● **Records for processing**
===============

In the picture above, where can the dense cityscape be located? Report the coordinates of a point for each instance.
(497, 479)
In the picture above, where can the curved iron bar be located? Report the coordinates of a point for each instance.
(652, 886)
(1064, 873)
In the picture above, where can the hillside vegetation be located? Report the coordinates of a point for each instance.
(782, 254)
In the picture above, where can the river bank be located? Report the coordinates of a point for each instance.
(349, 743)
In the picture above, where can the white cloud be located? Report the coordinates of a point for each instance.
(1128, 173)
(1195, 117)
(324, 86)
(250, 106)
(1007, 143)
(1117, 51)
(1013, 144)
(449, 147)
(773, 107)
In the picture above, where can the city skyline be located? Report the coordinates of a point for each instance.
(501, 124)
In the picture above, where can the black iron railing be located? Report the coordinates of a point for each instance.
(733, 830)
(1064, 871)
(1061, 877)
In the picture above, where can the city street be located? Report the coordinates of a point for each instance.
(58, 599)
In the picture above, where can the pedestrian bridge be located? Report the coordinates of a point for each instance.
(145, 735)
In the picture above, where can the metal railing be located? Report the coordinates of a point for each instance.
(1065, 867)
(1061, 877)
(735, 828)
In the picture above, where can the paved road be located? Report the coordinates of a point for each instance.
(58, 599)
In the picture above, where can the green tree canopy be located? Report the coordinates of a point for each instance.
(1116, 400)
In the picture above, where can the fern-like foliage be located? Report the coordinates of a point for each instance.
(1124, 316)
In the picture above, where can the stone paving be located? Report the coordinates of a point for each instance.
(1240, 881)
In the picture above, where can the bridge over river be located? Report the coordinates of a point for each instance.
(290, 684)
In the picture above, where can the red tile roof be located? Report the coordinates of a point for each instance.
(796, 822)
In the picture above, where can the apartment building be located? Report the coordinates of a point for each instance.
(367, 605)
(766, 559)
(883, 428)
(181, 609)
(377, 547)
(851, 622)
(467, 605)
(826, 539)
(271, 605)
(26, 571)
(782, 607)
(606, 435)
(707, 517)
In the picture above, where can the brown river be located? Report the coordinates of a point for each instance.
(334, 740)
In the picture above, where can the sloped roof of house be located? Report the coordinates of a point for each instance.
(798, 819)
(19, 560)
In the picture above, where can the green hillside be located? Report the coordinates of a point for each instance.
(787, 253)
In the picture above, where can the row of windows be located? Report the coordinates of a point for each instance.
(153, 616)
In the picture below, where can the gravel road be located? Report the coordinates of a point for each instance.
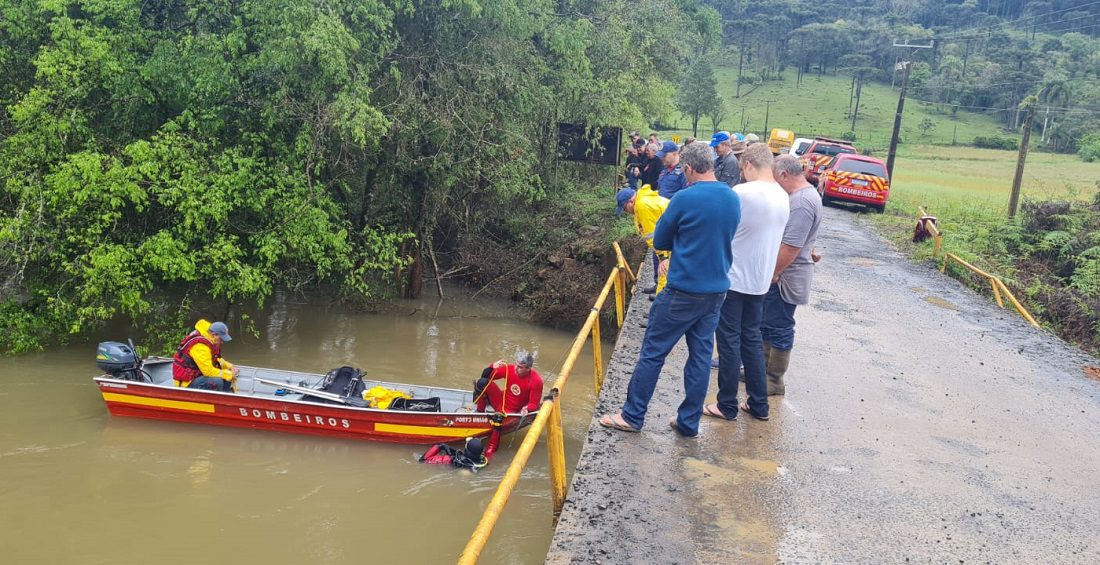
(922, 423)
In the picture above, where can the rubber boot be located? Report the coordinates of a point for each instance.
(767, 355)
(778, 361)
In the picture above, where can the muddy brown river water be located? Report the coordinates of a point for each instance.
(78, 486)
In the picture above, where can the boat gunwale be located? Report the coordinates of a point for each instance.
(107, 378)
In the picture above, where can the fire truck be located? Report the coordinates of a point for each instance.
(820, 153)
(856, 178)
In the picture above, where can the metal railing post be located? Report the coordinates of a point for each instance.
(597, 356)
(619, 291)
(549, 411)
(556, 447)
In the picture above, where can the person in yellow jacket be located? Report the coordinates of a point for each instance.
(198, 362)
(646, 206)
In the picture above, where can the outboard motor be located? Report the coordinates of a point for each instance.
(119, 361)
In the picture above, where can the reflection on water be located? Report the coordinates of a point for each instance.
(89, 488)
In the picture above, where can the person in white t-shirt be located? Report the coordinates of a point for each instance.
(765, 210)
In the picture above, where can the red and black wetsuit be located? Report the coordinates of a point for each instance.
(520, 391)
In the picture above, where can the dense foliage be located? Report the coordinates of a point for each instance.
(166, 153)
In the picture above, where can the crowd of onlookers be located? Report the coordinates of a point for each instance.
(732, 229)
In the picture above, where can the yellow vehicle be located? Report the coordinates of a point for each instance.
(780, 141)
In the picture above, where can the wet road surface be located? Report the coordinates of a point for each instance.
(922, 423)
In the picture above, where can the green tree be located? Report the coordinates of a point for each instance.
(697, 95)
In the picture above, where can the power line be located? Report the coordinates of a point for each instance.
(1010, 109)
(1049, 32)
(1018, 20)
(1030, 82)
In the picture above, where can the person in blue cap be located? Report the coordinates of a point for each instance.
(672, 178)
(726, 166)
(198, 362)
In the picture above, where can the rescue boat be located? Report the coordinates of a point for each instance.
(329, 405)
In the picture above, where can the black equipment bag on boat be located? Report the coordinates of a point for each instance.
(345, 381)
(417, 405)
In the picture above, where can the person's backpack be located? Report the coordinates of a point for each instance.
(345, 381)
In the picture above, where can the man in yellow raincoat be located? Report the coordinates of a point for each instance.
(198, 362)
(647, 207)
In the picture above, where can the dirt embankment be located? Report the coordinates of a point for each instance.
(557, 281)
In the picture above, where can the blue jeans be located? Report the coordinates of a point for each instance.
(675, 314)
(778, 327)
(739, 342)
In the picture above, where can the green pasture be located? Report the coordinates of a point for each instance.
(820, 107)
(938, 177)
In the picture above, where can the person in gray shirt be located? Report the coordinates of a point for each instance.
(794, 269)
(726, 167)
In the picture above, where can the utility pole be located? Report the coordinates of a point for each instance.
(1014, 199)
(901, 102)
(767, 111)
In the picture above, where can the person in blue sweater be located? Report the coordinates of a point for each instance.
(697, 228)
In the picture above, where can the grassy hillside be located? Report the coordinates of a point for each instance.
(820, 107)
(936, 177)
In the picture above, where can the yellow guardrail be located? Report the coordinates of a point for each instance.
(994, 281)
(549, 416)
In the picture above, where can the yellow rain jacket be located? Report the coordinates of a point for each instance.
(382, 397)
(204, 357)
(648, 207)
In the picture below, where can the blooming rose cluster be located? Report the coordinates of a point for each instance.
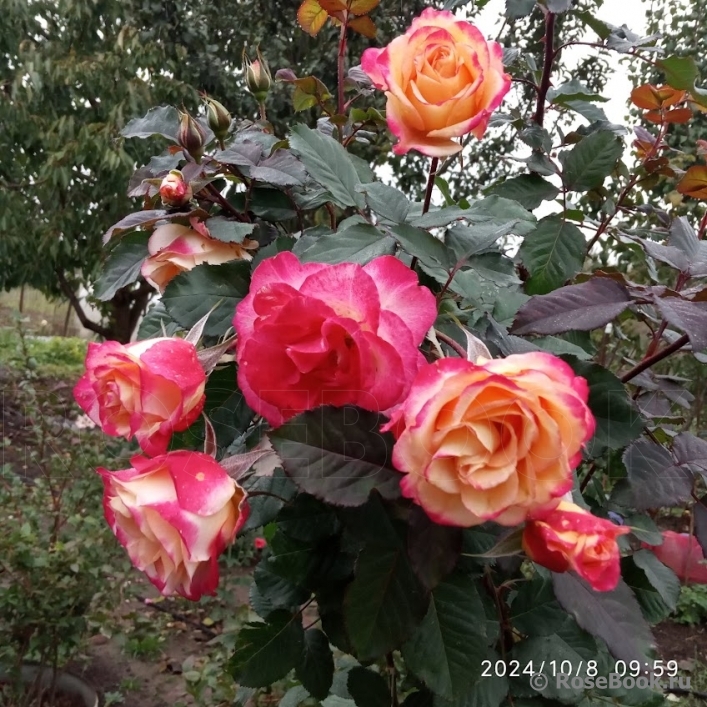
(489, 440)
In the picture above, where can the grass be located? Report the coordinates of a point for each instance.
(52, 356)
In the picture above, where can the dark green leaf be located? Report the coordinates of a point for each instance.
(446, 650)
(229, 231)
(384, 603)
(680, 71)
(530, 190)
(552, 253)
(573, 90)
(654, 478)
(315, 669)
(338, 455)
(156, 323)
(276, 489)
(386, 201)
(328, 164)
(662, 578)
(582, 307)
(367, 688)
(123, 265)
(613, 616)
(270, 592)
(359, 243)
(618, 420)
(193, 294)
(433, 549)
(265, 652)
(535, 610)
(162, 121)
(653, 607)
(590, 161)
(281, 169)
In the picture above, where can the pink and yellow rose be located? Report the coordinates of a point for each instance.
(311, 334)
(175, 514)
(570, 538)
(443, 80)
(492, 440)
(147, 390)
(175, 248)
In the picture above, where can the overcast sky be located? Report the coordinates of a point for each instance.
(632, 13)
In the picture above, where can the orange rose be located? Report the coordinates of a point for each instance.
(570, 538)
(443, 80)
(175, 248)
(493, 440)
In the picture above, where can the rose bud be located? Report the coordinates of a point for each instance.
(492, 440)
(175, 248)
(191, 136)
(174, 190)
(147, 390)
(175, 514)
(257, 75)
(219, 118)
(570, 538)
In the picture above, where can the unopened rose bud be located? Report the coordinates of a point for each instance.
(174, 190)
(219, 118)
(191, 136)
(257, 75)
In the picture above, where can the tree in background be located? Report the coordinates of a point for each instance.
(74, 73)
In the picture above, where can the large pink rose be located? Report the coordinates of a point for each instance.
(570, 538)
(313, 334)
(442, 79)
(175, 514)
(146, 390)
(175, 249)
(495, 440)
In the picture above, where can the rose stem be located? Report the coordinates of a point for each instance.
(547, 67)
(428, 195)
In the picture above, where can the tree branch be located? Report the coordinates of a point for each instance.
(86, 323)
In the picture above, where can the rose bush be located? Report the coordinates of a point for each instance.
(442, 79)
(409, 392)
(569, 537)
(495, 440)
(175, 514)
(311, 334)
(147, 390)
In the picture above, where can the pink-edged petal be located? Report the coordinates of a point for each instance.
(400, 292)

===============

● **Your assignment**
Except for the pictures, the whole listing above should be transcribed exactly.

● **Response area**
In the picture above, where can the dense cityscape be located? Report the coordinates of a point for each instance.
(497, 479)
In the picture above, where can the curved iron bar be located? Report the coordinates of a point for each instance.
(652, 886)
(1064, 873)
In the picture above, where can the hillside vegetation be located? Report the coordinates of a point for each instance.
(782, 254)
In the picture above, where can the river bank be located? Report the coordinates of a point for each instance.
(349, 743)
In the picture above, where can the white cloud be located? Report the coordinates of a point for each instance.
(1128, 173)
(1195, 117)
(324, 86)
(250, 106)
(1007, 143)
(1117, 51)
(1013, 144)
(449, 147)
(773, 107)
In the picture above, where can the city skyline be located? Report the coordinates of a point for each instance.
(501, 124)
In the picture above, where can the black iron railing be located? Report the coordinates of a point for each instance.
(733, 830)
(1064, 871)
(1061, 877)
In the picture above, where can the city street be located? Report the coordinates of a point for each instance.
(58, 599)
In the picture above, where can the pedestrian bridge be located? Report the coordinates of a point for each instance.
(145, 735)
In the picture above, where can the metal railing be located? Report the coordinates of a point for each instance.
(1065, 867)
(1061, 877)
(735, 828)
In the picture above, where can the paved road be located? Report the coordinates of a point for each instance.
(58, 599)
In the picture above, where can the green tree canopy be located? Report the coordinates of a point for each instance.
(1116, 400)
In the picture above, where can the fern-like foliage be located? Report the coordinates of a point for each instance.
(1124, 316)
In the picture above, where can the stone paving be located? Report the coordinates of a point for each instance.
(1240, 881)
In the picture above, where can the bridge over river be located? Report the coordinates of a point for each instance.
(290, 684)
In the picture above, where can the red tile roof be located? Report the coordinates of a point for each instance.
(796, 822)
In the picture above, where can the apartment building be located? Report the coordinates of a point for each instance.
(367, 605)
(766, 559)
(883, 428)
(181, 609)
(377, 547)
(851, 622)
(467, 605)
(826, 539)
(271, 605)
(26, 571)
(782, 607)
(606, 435)
(707, 517)
In the picture above, where can the brown river be located? Report the coordinates of a point for each instance.
(334, 740)
In the picture above, where can the sloped roof of house be located? Report the coordinates of a point for each instance.
(798, 819)
(19, 560)
In the picture above, where can the green hillside be located? Report the coordinates of a point for each instance.
(787, 253)
In the picture above, where can the row of windows be located? Report the coordinates of a point for each instance.
(153, 616)
In the picture below, where can the gravel road be located? Report the coordinates of a point for each instance.
(922, 423)
In the picture above, where can the rubber boot be located? Report the coordinates of a point for each instance.
(767, 355)
(778, 361)
In the picture above, where can the muddy brown river water be located? Report the coordinates of a point for each instance.
(78, 486)
In the picture above, where can the boat gunwale be located? Report the coordinates of a point for each instance.
(107, 378)
In the picture above, where can the fire truck be located? Report the coordinates of a point for each instance.
(820, 153)
(856, 178)
In the picture above, where can the metal railing post be located? Report the coordinates of a point for each instance.
(597, 356)
(619, 291)
(549, 411)
(556, 447)
In the picture above, where can the person in yellow jacket be located? Report the coordinates of a point for each instance.
(198, 362)
(646, 206)
In the picture above, where can the outboard motor be located? Report the coordinates of a point for each instance.
(119, 361)
In the picture above, where can the reflection on water be located? Report the coordinates of a point for each instance.
(89, 488)
In the picture above, where can the person in white t-shirt be located? Report the coordinates of a point for each instance.
(765, 210)
In the picture above, where can the red and black wetsuit be located? Report the coordinates of a point for each instance.
(520, 391)
In the picture above, where can the dense foliage be located? Report the coordinates of a point for each instance.
(166, 153)
In the picture above, where can the crowd of onlookers be located? Report the coordinates of a point for each instance.
(732, 229)
In the picture above, where can the yellow vehicle be located? Report the coordinates of a point for each instance.
(780, 141)
In the picture above, where can the wet road surface be located? Report the coordinates of a point for each instance.
(922, 423)
In the picture above, where can the green tree be located? Report the coordinates of a point for each instance.
(697, 95)
In the picture above, where can the power line be located? Report the coordinates of a point for each instance.
(1010, 109)
(1049, 32)
(1018, 20)
(1030, 82)
In the picture above, where can the person in blue cap be located? Report the coordinates of a point for each instance.
(672, 178)
(726, 166)
(198, 362)
In the picture above, where can the rescue boat be located? Report the coordinates of a point for each instance.
(329, 405)
In the picture above, where can the black equipment bag on boat be located? Report the coordinates of a point for each instance.
(345, 381)
(417, 405)
In the picture above, where can the person's backpack be located? Report the coordinates of a point for each instance.
(345, 381)
In the picture above, where can the man in yellow raincoat be located? Report the coordinates of a point for each instance.
(198, 362)
(647, 207)
In the picture above, where can the dirt embankment be located? Report the coordinates of a point for each instance.
(557, 281)
In the picture above, where can the blue jeans be located? Report the coordinates of a point for each instance.
(675, 314)
(778, 327)
(739, 342)
In the picture above, where can the green pasture be located? Report the coordinates of a point for each instance.
(820, 107)
(938, 177)
In the picture above, where can the person in gray shirt be located? Report the coordinates of a point for each instance.
(794, 269)
(726, 167)
In the picture above, where can the utility pole be located? Report the coordinates of a point for each instance.
(1014, 199)
(901, 102)
(767, 111)
In the picture above, where can the person in blue sweater be located? Report the coordinates of a point for each instance.
(697, 228)
In the picture above, where can the grassy hillside be located? Report the coordinates of a point for each instance.
(820, 107)
(936, 177)
In the picture above, where can the yellow guardrail be located? Report the coordinates of a point for each instance.
(994, 281)
(549, 416)
In the picture above, where can the yellow rain jacket be located? Report the coordinates of a point for each instance.
(382, 397)
(204, 357)
(648, 207)
In the picture below, where can the blooming rose cluster be located? Report the coordinates of a point for each instance.
(489, 440)
In the picture above, where can the grass be located? Report the coordinates of a point for each instance.
(52, 356)
In the picture above, where can the dark green leaf be located? Report the coordinates of a point for each instance.
(446, 650)
(229, 231)
(384, 603)
(680, 71)
(530, 190)
(552, 253)
(573, 90)
(654, 478)
(315, 669)
(338, 455)
(156, 323)
(276, 489)
(386, 201)
(328, 164)
(662, 578)
(582, 307)
(367, 688)
(123, 265)
(613, 616)
(270, 592)
(359, 243)
(618, 420)
(193, 294)
(433, 549)
(265, 652)
(535, 610)
(162, 121)
(653, 607)
(590, 161)
(281, 169)
In the picture above, where can the pink and yellow rose be located? Report the coordinates of a point for each instance.
(311, 334)
(175, 514)
(570, 538)
(443, 80)
(492, 440)
(147, 390)
(175, 248)
In the picture above, where can the overcast sky be located? Report the coordinates of a point for each instance.
(632, 13)
In the picture above, where can the orange rose be located? Report the coordinates of a point for each instance.
(570, 538)
(443, 80)
(175, 248)
(493, 440)
In the picture above, where can the rose bud be located? Report the coordinates of a point for each instance.
(492, 440)
(175, 248)
(191, 136)
(174, 190)
(147, 390)
(175, 514)
(257, 75)
(219, 118)
(570, 538)
In the picture above, where can the unopened rose bud be located? Report the coordinates of a point for each instance.
(174, 190)
(219, 118)
(191, 136)
(257, 75)
In the picture above, where can the tree in background be located? Report the coordinates of a point for each instance.
(74, 73)
In the picture above, where can the large pink rose be located? Report the coordinates of a point for each instance.
(570, 538)
(313, 334)
(442, 79)
(175, 514)
(146, 390)
(175, 249)
(495, 440)
In the picture above, where can the rose stem be located? Report the coordinates of a point for each instance.
(547, 67)
(428, 195)
In the picture above, where can the tree branch be located? Report the coordinates of a point for each instance.
(86, 323)
In the picture above, where can the rose bush be located? Report the coordinates of a point for each instance.
(442, 79)
(409, 392)
(569, 537)
(495, 440)
(175, 514)
(311, 334)
(147, 390)
In the picture above, where can the pink-edged petal be located? Report the coordinates of a point for each instance.
(400, 292)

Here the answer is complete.